In welcher Rolle trat der Neuropsychologe Dr. Robert Hanlon laut dem Textauszug vor Gericht auf?

**Ausgewählter Textauszug**
__________
Die Motivation ohne rechtlichen Beistand mit den Ermittlern zusammenzuarbeiten, ist genau die Art von Geisteshaltung, die Menschen anfällig für Nötigungen macht. Außerdem gibt es den ergebnisorientierten Ermittlern die Gelegenheit, ihre mächtigsten Überredungstaktiken einzusetzen, die in einer Studie aus dem Jahr 2005 dargestellt wurden werden. Unter anderem isolieren die Ermittler die Befragten und „manipulieren sie so, dass sie denken, dass es ganz in seinem oder ihrem Interesse wäre, ein Geständnis abzulegen." Sie kombinieren positive und negative Anreize, „um die Angst und die Enttäuschung vor der Zurückweisung zu verstärken und die Angst vor den Folgen eines Geständnisses zu schmälern." Der perfekte Sturm, der überdurchschnittlich oft Frauen trifft, wenn von einem Verbrechen ausgegangen wird, wo es keines gibt.

Der Anwalt Mike Ware tritt vor Gericht für die San Antonio Four auf. Er ist außerdem Mitglied des Texas Innocence Project. Foto: Deborah S Esquenazi Productions, LLC

„Wenn eine Frau nach dem Tod eines Kindes wegen Kindesmissbrauch oder Mord angezeigt wird, wird sie oft gesellschaftlich und rechtlich aufgrund eines stereotypen Frauen- und Mutterbilds verurteilt", schreibt Andrea Lewis vom Zentrum für Fehlurteile der Northwestern University in der Albany Law Review. „Wenn keine Erklärung gefunden werden kann, stoßen Frauen nicht nur auf unsere kulturellen Vorurteile, die die Frau in der Verantwortung sehen, sondern auch auf unser historisches Bedürfnis, das uns glauben lässt, dass Babys nicht einfach so sterben." Schließlich gibt es doch nichts unweiblicheres und monströseres als eine Frau, die es nicht schafft, ihrer reproduktiven Rolle als Aufpasserin und Versorgerin gerecht zu werden, oder?

Die Ermittler suchen nach einer kriminellen Absicht. Im Zweifelsfall stellen sie falsche Vermutungen an und nutzen dann ihre Autorität und all ihre Einflussmöglichkeiten, um die Bestätigung zu bekommen, die sie brauchen. Eine verwundbare und geistig eingeschränkte Frau wie Melissa Calusinksi hat keine Chance gegen die professionellen Ermittler. Der Neuropsychologe Dr. Robert Hanlon, der vor Gericht als Gutachter für die Verteidigung auftrat, formulierte es so: „[Sie] schien in hohem Maße beeinflussbar zu sein—sei es durch Suggestivfragen oder die Rückmeldung, dass ihre Aussagen widersprüchlich seien."

Wir erwarten eine kriminelle Absicht, wo es keine gibt.
__________
**Vorliegendes Material**
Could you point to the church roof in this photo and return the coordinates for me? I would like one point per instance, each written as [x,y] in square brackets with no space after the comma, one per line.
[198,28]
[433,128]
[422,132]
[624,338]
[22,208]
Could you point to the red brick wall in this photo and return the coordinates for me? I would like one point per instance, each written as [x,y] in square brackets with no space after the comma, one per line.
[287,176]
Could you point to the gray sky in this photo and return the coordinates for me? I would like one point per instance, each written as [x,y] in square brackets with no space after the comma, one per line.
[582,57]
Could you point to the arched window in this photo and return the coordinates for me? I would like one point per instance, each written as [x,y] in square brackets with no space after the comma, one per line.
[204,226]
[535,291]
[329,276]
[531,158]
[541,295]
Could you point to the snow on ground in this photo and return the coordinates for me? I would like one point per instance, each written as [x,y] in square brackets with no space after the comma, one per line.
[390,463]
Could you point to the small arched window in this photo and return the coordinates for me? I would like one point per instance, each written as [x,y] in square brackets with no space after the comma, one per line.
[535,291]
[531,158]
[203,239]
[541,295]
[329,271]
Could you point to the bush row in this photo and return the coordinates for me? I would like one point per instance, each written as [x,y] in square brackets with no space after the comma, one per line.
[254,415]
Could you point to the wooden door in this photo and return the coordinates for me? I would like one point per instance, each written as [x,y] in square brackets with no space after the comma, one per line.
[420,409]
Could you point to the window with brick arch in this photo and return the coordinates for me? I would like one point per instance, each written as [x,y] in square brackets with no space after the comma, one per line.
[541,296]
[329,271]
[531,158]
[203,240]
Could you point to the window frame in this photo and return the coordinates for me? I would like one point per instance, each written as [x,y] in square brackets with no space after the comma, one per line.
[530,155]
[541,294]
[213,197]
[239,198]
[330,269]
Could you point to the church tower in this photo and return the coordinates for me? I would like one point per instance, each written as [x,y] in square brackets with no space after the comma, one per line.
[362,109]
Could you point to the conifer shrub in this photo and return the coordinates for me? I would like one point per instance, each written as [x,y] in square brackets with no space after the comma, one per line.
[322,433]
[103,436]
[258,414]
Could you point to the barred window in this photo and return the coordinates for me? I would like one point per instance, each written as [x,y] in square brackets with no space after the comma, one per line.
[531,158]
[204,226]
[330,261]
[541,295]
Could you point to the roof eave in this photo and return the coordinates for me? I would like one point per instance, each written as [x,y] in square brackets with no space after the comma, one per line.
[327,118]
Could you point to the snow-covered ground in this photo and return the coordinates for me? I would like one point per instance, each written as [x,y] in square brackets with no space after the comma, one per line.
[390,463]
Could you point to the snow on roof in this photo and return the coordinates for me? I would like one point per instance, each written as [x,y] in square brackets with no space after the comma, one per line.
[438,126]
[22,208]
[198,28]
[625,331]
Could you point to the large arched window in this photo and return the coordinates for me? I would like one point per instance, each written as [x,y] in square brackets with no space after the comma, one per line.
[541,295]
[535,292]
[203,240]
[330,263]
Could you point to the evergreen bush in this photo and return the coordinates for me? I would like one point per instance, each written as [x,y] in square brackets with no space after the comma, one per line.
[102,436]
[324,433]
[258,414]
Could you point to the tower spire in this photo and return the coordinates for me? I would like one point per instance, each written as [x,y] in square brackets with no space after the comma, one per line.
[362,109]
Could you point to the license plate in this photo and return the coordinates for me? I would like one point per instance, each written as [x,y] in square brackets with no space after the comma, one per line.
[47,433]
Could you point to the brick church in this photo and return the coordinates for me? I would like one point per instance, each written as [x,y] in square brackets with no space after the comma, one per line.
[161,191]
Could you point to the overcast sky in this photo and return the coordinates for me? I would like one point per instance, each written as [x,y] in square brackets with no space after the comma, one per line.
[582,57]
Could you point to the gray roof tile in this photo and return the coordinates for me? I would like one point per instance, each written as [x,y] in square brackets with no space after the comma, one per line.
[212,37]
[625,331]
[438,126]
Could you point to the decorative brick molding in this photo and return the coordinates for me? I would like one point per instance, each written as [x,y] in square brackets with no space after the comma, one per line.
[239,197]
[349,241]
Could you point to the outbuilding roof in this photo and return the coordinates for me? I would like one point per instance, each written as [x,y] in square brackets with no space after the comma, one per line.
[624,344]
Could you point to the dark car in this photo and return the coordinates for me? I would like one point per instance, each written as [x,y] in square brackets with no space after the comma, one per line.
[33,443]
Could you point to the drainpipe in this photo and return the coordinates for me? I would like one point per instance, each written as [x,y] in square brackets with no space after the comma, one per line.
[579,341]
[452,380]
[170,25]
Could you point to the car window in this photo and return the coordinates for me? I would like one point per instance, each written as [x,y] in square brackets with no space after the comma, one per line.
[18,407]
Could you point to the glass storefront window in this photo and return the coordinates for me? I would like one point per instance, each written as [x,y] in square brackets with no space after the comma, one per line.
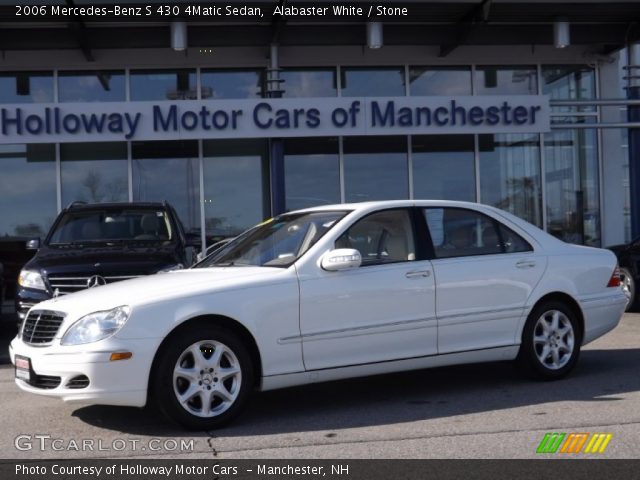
[499,80]
[443,167]
[375,168]
[26,87]
[168,170]
[372,82]
[94,172]
[231,83]
[510,174]
[310,82]
[235,186]
[91,86]
[572,186]
[152,85]
[439,81]
[311,172]
[27,189]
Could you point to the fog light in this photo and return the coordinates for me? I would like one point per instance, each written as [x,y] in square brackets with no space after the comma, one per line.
[120,356]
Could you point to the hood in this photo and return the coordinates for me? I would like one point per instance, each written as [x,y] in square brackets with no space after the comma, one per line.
[179,284]
[140,259]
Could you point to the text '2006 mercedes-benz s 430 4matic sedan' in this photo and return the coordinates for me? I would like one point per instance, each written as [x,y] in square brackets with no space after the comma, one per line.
[322,294]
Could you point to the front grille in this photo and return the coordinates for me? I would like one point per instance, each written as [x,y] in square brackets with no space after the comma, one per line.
[46,382]
[41,326]
[80,381]
[64,284]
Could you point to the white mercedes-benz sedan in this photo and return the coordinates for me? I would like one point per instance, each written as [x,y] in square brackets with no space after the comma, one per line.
[322,294]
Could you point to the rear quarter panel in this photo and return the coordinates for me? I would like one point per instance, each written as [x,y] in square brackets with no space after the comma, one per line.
[582,273]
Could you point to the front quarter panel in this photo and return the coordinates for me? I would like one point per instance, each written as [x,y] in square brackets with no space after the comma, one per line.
[268,309]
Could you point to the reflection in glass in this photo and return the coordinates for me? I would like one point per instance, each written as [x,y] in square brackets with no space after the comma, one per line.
[311,172]
[235,193]
[94,172]
[91,86]
[168,170]
[510,174]
[373,82]
[572,195]
[231,83]
[163,84]
[569,82]
[311,82]
[375,168]
[443,167]
[497,80]
[26,87]
[440,81]
[28,186]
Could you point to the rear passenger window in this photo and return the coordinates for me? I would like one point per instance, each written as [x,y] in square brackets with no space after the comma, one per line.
[458,232]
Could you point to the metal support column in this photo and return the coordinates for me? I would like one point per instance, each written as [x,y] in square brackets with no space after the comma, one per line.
[276,145]
[633,113]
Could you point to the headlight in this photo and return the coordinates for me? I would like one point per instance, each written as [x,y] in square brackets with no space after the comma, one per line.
[171,268]
[31,279]
[96,326]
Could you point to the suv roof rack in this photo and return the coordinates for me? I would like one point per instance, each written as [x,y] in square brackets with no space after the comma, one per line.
[77,203]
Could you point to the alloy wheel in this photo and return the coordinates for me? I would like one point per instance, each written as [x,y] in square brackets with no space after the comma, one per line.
[207,378]
[553,339]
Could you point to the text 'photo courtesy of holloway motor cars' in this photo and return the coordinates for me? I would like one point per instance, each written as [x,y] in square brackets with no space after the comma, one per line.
[322,294]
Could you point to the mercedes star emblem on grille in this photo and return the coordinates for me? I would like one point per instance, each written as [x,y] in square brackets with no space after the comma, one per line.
[96,281]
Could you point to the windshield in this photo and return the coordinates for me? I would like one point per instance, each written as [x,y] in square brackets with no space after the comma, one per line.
[111,226]
[276,243]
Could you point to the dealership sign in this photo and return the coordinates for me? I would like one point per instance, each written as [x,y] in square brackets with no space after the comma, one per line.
[283,117]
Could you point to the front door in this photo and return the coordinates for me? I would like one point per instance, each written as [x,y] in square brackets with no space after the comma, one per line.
[384,310]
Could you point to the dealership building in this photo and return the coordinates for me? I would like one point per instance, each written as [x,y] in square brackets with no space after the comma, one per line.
[520,105]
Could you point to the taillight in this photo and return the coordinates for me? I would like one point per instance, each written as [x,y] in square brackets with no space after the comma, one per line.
[614,281]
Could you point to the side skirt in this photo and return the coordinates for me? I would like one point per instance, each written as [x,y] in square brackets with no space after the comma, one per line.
[497,354]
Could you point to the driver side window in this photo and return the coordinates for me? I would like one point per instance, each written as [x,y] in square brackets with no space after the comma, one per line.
[382,237]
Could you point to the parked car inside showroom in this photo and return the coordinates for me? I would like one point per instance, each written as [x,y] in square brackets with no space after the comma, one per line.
[323,294]
[91,245]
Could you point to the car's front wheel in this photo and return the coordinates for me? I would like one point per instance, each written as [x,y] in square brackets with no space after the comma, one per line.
[203,377]
[550,341]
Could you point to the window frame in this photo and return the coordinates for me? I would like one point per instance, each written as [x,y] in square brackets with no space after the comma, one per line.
[496,225]
[419,237]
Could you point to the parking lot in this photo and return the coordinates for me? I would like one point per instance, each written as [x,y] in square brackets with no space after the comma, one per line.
[480,411]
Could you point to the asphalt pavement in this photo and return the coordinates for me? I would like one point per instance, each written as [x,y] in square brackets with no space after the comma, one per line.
[475,411]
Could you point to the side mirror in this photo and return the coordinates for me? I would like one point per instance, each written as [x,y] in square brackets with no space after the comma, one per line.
[33,244]
[193,240]
[341,259]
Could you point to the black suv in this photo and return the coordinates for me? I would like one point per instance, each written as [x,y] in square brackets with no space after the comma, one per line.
[92,245]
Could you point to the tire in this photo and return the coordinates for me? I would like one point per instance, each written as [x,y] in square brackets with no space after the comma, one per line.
[551,327]
[629,288]
[203,378]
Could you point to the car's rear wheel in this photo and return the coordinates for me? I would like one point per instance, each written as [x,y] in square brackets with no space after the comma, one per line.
[551,341]
[629,288]
[203,378]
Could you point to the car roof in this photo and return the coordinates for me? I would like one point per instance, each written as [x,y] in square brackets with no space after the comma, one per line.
[116,205]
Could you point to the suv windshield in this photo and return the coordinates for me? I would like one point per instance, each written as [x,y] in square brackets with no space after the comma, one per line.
[276,243]
[112,225]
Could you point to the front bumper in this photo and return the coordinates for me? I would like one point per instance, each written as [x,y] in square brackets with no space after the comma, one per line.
[121,382]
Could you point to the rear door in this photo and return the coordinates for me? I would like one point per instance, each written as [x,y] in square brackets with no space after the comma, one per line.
[484,274]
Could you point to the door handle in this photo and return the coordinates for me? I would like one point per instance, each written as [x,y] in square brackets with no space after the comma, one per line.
[526,264]
[421,273]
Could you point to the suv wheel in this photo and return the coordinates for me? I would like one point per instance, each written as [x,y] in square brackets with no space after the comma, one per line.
[550,342]
[203,377]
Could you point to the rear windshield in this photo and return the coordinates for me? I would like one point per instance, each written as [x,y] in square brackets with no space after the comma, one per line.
[113,225]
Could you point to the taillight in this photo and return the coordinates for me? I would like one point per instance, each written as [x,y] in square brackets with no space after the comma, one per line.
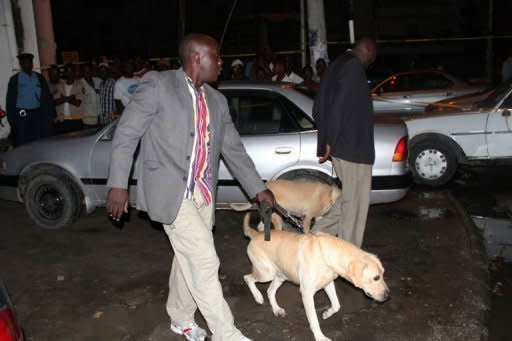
[400,153]
[9,330]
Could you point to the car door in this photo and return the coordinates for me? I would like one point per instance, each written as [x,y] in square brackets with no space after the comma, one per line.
[499,129]
[269,133]
[430,87]
[394,95]
[99,167]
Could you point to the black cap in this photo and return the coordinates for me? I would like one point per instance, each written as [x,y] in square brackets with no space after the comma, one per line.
[23,56]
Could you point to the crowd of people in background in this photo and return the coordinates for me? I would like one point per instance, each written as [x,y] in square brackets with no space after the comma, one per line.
[92,94]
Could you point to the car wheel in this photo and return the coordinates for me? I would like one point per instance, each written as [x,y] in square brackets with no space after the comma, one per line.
[52,201]
[432,163]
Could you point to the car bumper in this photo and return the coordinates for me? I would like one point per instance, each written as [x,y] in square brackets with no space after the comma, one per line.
[9,187]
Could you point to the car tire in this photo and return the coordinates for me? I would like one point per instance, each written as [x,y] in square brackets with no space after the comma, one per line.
[432,163]
[52,201]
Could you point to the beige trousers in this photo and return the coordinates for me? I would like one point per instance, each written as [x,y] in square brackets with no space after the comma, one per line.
[347,218]
[194,279]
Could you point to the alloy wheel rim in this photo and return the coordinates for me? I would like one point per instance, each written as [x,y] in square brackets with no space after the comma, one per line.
[50,202]
[431,164]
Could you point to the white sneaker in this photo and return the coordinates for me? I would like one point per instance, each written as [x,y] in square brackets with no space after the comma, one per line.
[191,331]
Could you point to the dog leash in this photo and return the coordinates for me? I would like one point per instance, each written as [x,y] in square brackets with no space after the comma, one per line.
[266,216]
[290,219]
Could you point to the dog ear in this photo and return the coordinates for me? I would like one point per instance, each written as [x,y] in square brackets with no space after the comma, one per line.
[355,272]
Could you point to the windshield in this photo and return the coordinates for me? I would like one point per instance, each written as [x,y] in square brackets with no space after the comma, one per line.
[495,96]
[306,91]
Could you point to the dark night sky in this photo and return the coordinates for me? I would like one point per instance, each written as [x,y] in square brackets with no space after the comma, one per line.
[150,27]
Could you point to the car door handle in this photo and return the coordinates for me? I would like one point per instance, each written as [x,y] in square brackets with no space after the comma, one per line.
[283,150]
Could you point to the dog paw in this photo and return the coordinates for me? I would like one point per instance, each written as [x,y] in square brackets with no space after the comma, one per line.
[280,312]
[258,297]
[328,313]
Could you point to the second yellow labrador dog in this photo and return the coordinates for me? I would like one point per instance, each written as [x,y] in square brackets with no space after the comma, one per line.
[303,198]
[313,261]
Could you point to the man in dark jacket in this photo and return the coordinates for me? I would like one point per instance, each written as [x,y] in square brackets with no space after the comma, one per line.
[343,112]
[30,108]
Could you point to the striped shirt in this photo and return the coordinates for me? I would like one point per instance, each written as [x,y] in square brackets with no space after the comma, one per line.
[200,172]
[107,104]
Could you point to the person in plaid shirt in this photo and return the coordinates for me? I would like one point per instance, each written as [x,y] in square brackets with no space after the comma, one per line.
[107,103]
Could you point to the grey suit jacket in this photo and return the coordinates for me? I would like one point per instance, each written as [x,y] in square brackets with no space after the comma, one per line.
[161,115]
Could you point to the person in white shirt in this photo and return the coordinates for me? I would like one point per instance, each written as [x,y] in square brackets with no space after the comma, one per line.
[125,86]
[280,74]
[68,99]
[91,99]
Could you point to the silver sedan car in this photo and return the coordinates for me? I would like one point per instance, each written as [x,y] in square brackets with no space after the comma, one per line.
[60,177]
[410,92]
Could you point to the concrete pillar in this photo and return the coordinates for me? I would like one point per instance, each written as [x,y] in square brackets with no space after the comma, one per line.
[316,31]
[44,29]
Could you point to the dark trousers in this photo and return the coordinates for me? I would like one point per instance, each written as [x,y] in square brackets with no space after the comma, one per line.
[29,125]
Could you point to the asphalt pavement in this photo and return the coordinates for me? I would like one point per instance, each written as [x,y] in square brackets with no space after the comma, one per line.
[96,281]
__________
**Lösung**
Als Gutachter für die Verteidigung.